> Goal of the exercise: Can you give the listing below as a Markdown table with the columns "Row" and "Line", one numbered row per line, skipping blank lines and leaving the pictures out?

> Input material:
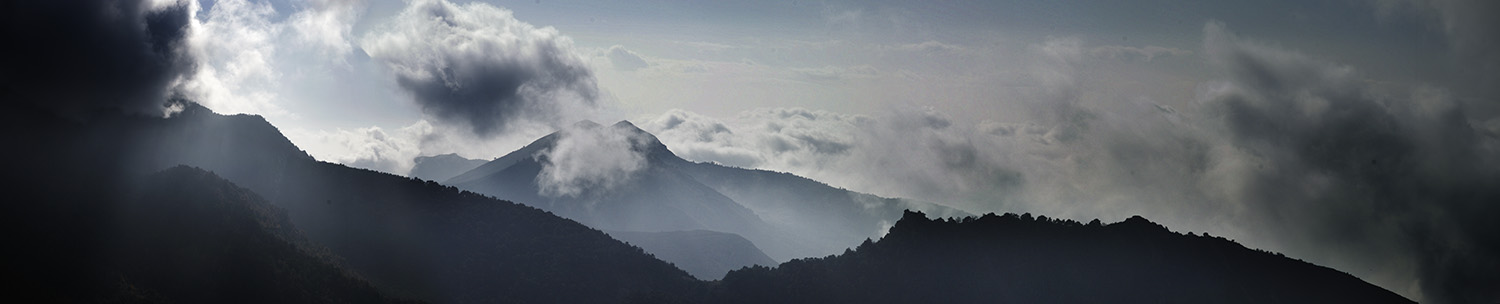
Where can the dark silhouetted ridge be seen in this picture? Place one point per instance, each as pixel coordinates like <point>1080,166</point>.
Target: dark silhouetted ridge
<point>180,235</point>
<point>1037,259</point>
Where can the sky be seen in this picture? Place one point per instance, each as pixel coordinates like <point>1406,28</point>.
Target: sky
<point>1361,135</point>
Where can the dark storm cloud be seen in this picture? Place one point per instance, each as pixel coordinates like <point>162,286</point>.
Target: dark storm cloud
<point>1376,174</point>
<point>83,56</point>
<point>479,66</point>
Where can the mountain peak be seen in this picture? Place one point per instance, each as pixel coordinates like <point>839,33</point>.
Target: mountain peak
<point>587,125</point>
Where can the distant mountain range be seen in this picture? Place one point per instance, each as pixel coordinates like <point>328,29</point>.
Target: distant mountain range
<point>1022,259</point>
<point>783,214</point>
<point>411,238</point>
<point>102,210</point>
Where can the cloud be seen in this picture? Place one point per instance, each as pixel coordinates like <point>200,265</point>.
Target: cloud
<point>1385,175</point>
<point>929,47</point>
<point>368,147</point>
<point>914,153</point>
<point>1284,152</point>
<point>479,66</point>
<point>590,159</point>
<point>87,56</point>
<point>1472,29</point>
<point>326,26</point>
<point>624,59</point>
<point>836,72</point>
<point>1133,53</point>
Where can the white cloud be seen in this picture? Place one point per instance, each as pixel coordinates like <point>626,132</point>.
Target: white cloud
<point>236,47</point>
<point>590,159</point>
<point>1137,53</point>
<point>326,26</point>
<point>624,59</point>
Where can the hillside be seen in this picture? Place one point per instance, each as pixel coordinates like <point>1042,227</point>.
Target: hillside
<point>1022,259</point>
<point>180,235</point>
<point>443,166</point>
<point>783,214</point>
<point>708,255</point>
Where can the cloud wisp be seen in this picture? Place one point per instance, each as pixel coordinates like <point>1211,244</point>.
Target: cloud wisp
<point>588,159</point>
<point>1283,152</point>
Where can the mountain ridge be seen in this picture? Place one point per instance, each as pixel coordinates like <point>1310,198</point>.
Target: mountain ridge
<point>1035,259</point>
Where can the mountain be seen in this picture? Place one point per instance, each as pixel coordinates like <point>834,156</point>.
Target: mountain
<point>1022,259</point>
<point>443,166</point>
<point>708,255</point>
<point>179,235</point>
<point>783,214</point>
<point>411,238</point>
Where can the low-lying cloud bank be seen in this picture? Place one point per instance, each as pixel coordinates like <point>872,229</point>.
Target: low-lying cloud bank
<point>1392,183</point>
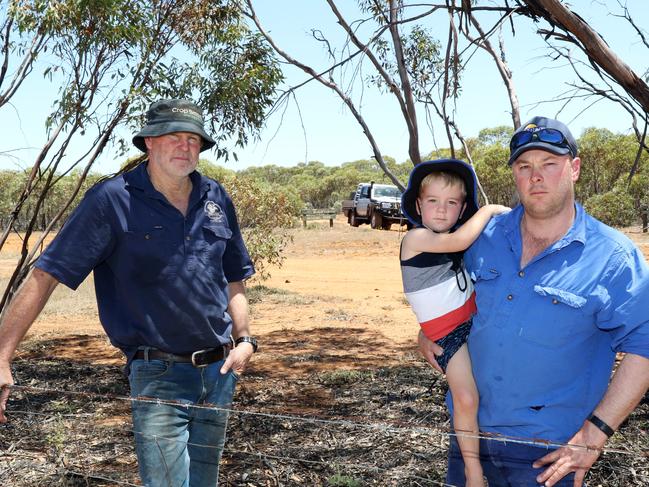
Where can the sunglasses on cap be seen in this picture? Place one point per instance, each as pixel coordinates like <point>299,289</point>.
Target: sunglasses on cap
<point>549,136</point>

> Expected answer:
| Row | Line |
|---|---|
| 1 | Where can the dark silhouetted ridge be seen in this picture? Place one point per instance, each as pixel coordinates like <point>1080,166</point>. |
| 2 | Target: dark silhouetted ridge |
| 3 | <point>180,235</point> |
| 4 | <point>1037,259</point> |
| 5 | Where can the sky be seen in this picture? Place one point per instance, each as pixel coordinates like <point>1406,28</point>. |
| 6 | Target: sky |
| 7 | <point>1361,135</point> |
| 8 | Where can the dark storm cloud be seen in this picture? Place one point per instance, each as pixel coordinates like <point>162,286</point>. |
| 9 | Target: dark storm cloud |
| 10 | <point>1376,174</point> |
| 11 | <point>83,56</point> |
| 12 | <point>479,66</point> |
| 13 | Where can the mountain peak be seen in this picture? Place one point per instance, each as pixel coordinates like <point>839,33</point>. |
| 14 | Target: mountain peak |
| 15 | <point>587,125</point> |
| 16 | Where can the distant mountain range be seen in this picture? Place one point per instance, each as pixel coordinates like <point>328,29</point>. |
| 17 | Target: distant mountain range |
| 18 | <point>1022,259</point> |
| 19 | <point>783,214</point> |
| 20 | <point>411,238</point> |
| 21 | <point>102,210</point> |
| 22 | Where can the cloud be seen in this picture? Place one point per instance, each as pixel coordinates like <point>200,265</point>. |
| 23 | Target: cloud |
| 24 | <point>1385,175</point> |
| 25 | <point>929,47</point> |
| 26 | <point>368,147</point> |
| 27 | <point>914,153</point> |
| 28 | <point>1284,152</point> |
| 29 | <point>479,66</point> |
| 30 | <point>590,159</point> |
| 31 | <point>87,56</point> |
| 32 | <point>1472,29</point> |
| 33 | <point>326,26</point> |
| 34 | <point>624,59</point> |
| 35 | <point>836,72</point> |
| 36 | <point>1133,53</point> |
| 37 | Where can the white cloud be seen in this picture? Place one point per instance, each as pixel coordinates like <point>626,132</point>. |
| 38 | Target: white cloud |
| 39 | <point>236,47</point> |
| 40 | <point>590,159</point> |
| 41 | <point>1137,53</point> |
| 42 | <point>326,26</point> |
| 43 | <point>624,59</point> |
| 44 | Where can the hillside be seen in this picture? Place one point per instance, each as pixel coordinates like <point>1042,227</point>. |
| 45 | Target: hillside |
| 46 | <point>1022,259</point> |
| 47 | <point>180,235</point> |
| 48 | <point>443,166</point> |
| 49 | <point>783,214</point> |
| 50 | <point>708,255</point> |
| 51 | Where can the cloud wisp be seen in this picture? Place one point per instance, each as pixel coordinates like <point>1211,244</point>. |
| 52 | Target: cloud wisp |
| 53 | <point>588,159</point> |
| 54 | <point>1283,152</point> |
| 55 | Where can the mountain ridge be seen in this picture? Place one point per instance, each as pixel coordinates like <point>1310,198</point>. |
| 56 | Target: mountain ridge |
| 57 | <point>1035,259</point> |
| 58 | Where can the mountain be seen in this picture? Place one point per instance, each as pixel coordinates like <point>834,156</point>. |
| 59 | Target: mountain |
| 60 | <point>1022,259</point> |
| 61 | <point>443,166</point> |
| 62 | <point>708,255</point> |
| 63 | <point>179,235</point> |
| 64 | <point>783,214</point> |
| 65 | <point>411,238</point> |
| 66 | Where can the low-lying cloud bank be seen in this picture? Place one point per instance, each as pixel coordinates like <point>872,229</point>. |
| 67 | Target: low-lying cloud bank |
| 68 | <point>1392,183</point> |
| 69 | Where can the sunglasses on cap be seen in this picture? Place one point per instance, each as pixel coordinates like <point>299,289</point>. |
| 70 | Target: sunglasses on cap |
| 71 | <point>549,136</point> |